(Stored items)

▽

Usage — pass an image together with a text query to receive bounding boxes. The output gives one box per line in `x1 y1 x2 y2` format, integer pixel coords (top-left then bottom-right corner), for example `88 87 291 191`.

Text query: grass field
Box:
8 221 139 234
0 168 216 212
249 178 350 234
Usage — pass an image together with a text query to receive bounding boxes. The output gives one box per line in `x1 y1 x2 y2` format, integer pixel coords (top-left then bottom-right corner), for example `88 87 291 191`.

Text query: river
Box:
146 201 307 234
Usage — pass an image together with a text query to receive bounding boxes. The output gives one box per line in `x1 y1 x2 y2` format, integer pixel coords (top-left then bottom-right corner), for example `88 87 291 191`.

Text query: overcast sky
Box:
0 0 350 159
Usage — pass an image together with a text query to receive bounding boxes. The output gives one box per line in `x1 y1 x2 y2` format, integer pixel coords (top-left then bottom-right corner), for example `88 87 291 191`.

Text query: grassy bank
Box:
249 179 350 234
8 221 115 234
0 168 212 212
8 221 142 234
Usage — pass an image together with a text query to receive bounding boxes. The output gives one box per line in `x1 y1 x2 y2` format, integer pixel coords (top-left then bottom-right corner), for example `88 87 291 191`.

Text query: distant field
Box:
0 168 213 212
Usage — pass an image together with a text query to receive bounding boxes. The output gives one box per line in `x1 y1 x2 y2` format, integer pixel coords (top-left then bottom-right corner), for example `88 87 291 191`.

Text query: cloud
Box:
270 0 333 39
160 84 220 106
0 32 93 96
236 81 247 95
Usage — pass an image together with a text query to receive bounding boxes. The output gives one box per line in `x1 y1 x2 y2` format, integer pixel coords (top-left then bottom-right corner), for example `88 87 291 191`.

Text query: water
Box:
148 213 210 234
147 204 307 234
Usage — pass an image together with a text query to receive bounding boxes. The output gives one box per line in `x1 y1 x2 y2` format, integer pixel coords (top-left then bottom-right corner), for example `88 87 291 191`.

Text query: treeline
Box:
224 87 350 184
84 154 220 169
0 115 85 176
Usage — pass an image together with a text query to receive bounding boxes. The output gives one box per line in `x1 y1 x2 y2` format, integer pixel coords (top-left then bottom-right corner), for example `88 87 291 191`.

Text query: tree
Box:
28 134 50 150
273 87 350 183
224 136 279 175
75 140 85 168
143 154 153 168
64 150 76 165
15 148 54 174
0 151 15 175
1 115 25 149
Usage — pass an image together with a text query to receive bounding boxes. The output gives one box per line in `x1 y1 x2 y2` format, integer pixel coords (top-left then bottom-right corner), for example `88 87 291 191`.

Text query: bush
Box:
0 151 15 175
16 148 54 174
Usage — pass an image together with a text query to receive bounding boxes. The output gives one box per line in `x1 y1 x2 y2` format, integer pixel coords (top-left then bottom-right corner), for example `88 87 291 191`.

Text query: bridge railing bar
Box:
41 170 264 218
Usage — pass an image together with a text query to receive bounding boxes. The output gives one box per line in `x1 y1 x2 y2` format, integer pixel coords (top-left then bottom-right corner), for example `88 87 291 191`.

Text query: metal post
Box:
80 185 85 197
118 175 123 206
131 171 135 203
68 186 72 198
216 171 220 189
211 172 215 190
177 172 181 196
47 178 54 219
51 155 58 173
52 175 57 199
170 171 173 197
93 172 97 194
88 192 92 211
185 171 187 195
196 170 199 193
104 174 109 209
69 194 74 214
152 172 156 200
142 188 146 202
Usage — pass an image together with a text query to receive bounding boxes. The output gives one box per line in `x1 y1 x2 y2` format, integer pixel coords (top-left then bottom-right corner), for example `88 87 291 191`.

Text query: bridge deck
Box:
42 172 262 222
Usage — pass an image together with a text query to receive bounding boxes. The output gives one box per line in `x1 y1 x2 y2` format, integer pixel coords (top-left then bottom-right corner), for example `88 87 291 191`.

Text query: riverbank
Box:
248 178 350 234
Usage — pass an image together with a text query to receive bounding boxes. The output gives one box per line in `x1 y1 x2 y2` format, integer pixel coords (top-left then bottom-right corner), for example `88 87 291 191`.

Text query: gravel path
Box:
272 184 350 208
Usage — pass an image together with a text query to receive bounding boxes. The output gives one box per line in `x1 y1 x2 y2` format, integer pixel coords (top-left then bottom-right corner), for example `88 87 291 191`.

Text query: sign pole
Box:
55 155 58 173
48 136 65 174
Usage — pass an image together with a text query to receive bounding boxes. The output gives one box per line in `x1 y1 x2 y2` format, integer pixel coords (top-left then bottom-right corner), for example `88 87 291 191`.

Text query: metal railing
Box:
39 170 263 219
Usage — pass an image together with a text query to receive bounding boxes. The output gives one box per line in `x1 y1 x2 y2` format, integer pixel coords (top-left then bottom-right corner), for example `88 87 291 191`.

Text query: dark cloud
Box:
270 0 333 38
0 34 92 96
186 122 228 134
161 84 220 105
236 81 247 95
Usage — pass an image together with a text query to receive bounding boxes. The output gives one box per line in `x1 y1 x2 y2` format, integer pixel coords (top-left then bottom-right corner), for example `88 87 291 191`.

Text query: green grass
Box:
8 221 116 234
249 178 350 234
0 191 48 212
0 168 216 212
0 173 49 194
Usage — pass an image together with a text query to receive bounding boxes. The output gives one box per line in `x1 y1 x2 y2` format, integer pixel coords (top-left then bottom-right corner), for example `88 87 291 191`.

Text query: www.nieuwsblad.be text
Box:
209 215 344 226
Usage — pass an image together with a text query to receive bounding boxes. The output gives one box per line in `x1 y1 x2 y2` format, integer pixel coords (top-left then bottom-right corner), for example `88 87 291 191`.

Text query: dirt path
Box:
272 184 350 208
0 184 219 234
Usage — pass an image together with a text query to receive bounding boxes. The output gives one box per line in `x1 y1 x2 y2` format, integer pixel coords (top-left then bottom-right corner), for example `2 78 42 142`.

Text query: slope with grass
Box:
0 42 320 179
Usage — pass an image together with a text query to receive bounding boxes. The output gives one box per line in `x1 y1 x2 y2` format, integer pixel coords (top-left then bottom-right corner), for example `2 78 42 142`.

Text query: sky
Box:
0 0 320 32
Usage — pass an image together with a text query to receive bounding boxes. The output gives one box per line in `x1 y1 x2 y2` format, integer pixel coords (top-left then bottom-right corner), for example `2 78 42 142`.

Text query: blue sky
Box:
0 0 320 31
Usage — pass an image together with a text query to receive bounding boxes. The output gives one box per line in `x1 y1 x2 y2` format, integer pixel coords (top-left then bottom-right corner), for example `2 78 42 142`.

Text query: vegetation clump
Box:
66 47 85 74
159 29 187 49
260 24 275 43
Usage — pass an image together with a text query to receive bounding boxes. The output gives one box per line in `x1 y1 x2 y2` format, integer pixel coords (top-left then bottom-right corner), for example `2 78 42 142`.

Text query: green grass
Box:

△

• Written task: Reproduce all of the records, swapping every occurrence of "coords" for "coordinates" and leaving everything else unchanged.

• Response:
Usage — pass an image together with a text query to receive bounding boxes. The output gives one box per line in `x1 y1 x2 y2` format, integer pixel coordinates (top-left then bottom-right corner), for example `88 87 291 191`.

Text query: grass field
Box:
8 221 139 234
0 168 216 212
249 178 350 234
Usage — pass an image together with a text query to receive bounding boxes. The output gives one box per line in `x1 y1 x2 y2` format, integer pixel coordinates (top-left then bottom-right corner), for example `88 87 291 191`.

Text query: river
Box:
146 201 307 234
Usage — pass an image together with a text query to receive bounding boxes. The output gives one box per line in `x1 y1 x2 y2` format, integer pixel coordinates (top-left then bottom-right corner), for example `88 87 291 191`.

Text query: overcast sky
Box:
0 0 350 159
Usage — pass an image together with a text query to receive bounding boxes. The output gives one box per line in `x1 y1 x2 y2` format, integer pixel coordinates (top-left then bottom-right corner), for example `88 87 291 191`.

Text query: grassy bank
Box:
249 179 350 234
8 221 115 234
0 168 212 212
8 221 142 234
Usage — pass an image together with a text query to receive bounding boxes. The output gives one box per line in `x1 y1 x2 y2` format, integer pixel coordinates (top-left then bottom-right corner), for example `88 87 291 191`.

Text query: distant field
Box:
0 168 213 212
Usage — pass an image together with a text query to receive bounding boxes. The output gives one box per line in `x1 y1 x2 y2` format, integer pixel coordinates (top-left then bottom-right corner), for example `88 87 291 191`.

Text query: cloud
Box:
270 0 333 39
160 84 220 106
0 32 93 96
236 81 247 95
Usage — pass an image together with a text query to receive bounding boxes. The output gives one box per line in `x1 y1 x2 y2` format, integer pixel coordinates (top-left then bottom-right corner), for example `88 87 291 191`.

Text query: water
Box:
148 213 210 234
147 204 307 234
Usage — pass an image together with a text query to receive bounding boxes. The output gives one box per line in `x1 y1 x2 y2` format, integer pixel coordinates (top-left then bottom-right corner), for example `88 87 291 191`.

Text query: treeline
Box:
224 87 350 184
84 154 220 169
0 115 85 176
Usage — pass an image together with a text query to receive bounding boxes. The output gives one box per line in `x1 y1 x2 y2` format, integer pixel coordinates (top-left then bottom-right corner), for example `88 87 291 191`.

Text query: tree
Box:
28 134 50 150
273 87 350 183
224 136 279 175
75 140 85 168
143 154 153 168
64 150 76 165
15 148 54 174
0 151 15 175
1 115 25 149
Usage — pass an image together with a text query to receive bounding boxes. The output gives one box per line in `x1 y1 x2 y2` format, integer pixel coordinates (top-left then bottom-right corner), for example `88 87 291 191`.

Text query: bush
Box:
0 151 15 175
16 148 54 174
Usage — pass an image together with a text query to receive bounding boxes. The output gives one box per line in `x1 y1 x2 y2` format, integer pixel coordinates (top-left then bottom-right corner), for example `88 87 291 191`.

Text query: bridge railing bar
Box:
41 170 264 218
Usage — pass an image together with a text query to receive bounding boxes. The output gives one box per line in `x1 y1 x2 y2` format, integer pixel coordinates (top-left then bottom-right corner), for example `88 87 291 191`.

Text query: metal post
Box:
80 185 85 197
118 175 123 206
131 171 135 203
68 186 72 198
216 171 220 189
211 172 215 190
177 172 181 196
47 178 54 219
51 155 58 173
52 175 57 199
170 171 173 197
93 172 97 194
88 192 92 211
185 171 187 195
196 170 199 193
104 174 109 209
69 194 74 214
152 172 156 200
142 188 146 202
Usage — pass an image together with a text query to receive bounding boxes. The output gives one box per line in `x1 y1 x2 y2` format, integer pixel coordinates (top-left then bottom-right corner), for example `88 87 291 191`.

Text query: bridge deck
Box:
42 172 262 222
Usage — pass an image together with a text query to receive bounding boxes. The output gives one box per line in `x1 y1 x2 y2` format, integer pixel coordinates (top-left then bottom-right corner), for example `88 87 291 191`.

Text query: riverbank
Box:
248 178 350 234
Usage — pass an image together with a text query to receive bounding boxes. The output gives one box per line in `x1 y1 x2 y2` format, integer pixel coordinates (top-left then bottom-right corner), for example `88 87 291 191`.

Text query: gravel path
Box:
272 184 350 208
Usage — pass an image together with a text query to receive bounding boxes. The output gives one box per line in `x1 y1 x2 y2` format, integer pixel coordinates (top-left then bottom-right corner), for example `88 87 291 191`.

Text query: sign pole
Box:
55 155 58 173
48 136 65 174
Usage — pass an image together with a text query to receive bounding boxes. The output gives one box per line in `x1 y1 x2 y2` format, integer pixel coordinates (top-left then bottom-right corner), for example `88 87 291 191`.

Text query: metal railing
Box:
39 170 263 219
Usage — pass an image together with a text query to receive bounding boxes. The output gives one box per line in `x1 y1 x2 y2` format, integer pixel coordinates (top-left then bottom-right corner), for example `88 87 291 191`.

Text query: dark cloud
Box:
270 0 333 38
0 34 92 96
186 122 228 134
161 84 220 105
236 81 247 95
Usage — pass an image together with a text query to receive bounding boxes. The output gives one box per line in `x1 y1 x2 y2` format, integer pixel coordinates (top-left then bottom-right corner), for example `88 87 291 191`.

Text query: green grass
Box:
8 221 116 234
249 178 350 234
0 191 48 212
0 168 216 212
0 173 49 194
Usage — pass an image together with a text query to receive bounding boxes. The output gives one box per line in `x1 y1 x2 y2` format, integer pixel coordinates (top-left then bottom-right corner), for example `88 87 291 191`.

Text query: www.nieuwsblad.be text
Box:
209 215 344 226
Usage — pass an image together with a text query to receive bounding boxes. The output gives one box per line in `x1 y1 x2 y2` format, integer pixel coordinates (top-left then bottom-right corner), for example `88 87 291 191`.

Text query: dirt path
Box:
272 184 350 208
0 184 219 234
Usage — pass an image together with a text query to receive bounding boxes. The output gives one box per line in `x1 y1 x2 y2` format, integer pixel coordinates (top-left then bottom-right corner), for example `2 78 42 142`.

Text query: slope with grass
Box:
0 42 320 179
Usage — pass an image together with a text query to receive bounding boxes. The output gives one box per line in `x1 y1 x2 y2` format, integer pixel coordinates (top-left then bottom-right corner), for example `2 78 42 142`.

Text query: sky
Box:
0 0 320 32
Usage — pass an image together with a text query to receive bounding boxes. The output gives one box per line in `x1 y1 x2 y2` format, integer pixel coordinates (top-left then bottom-right corner), for example `2 78 42 142`.

Text query: blue sky
Box:
0 0 320 31
Usage — pass an image together with a text query to receive bounding boxes. The output gives one box per line in `x1 y1 x2 y2` format, integer pixel coordinates (top-left then bottom-right corner), for example `2 78 42 142`.

Text query: vegetation clump
Box:
66 47 85 74
159 29 187 49
260 24 275 43
Usage — pass an image together with a text query to receive bounding boxes. The output gives one box per line in `x1 y1 x2 y2` format, integer pixel coordinates (top-left then bottom-right corner), for example `2 78 42 142`.

Text query: green grass
Box:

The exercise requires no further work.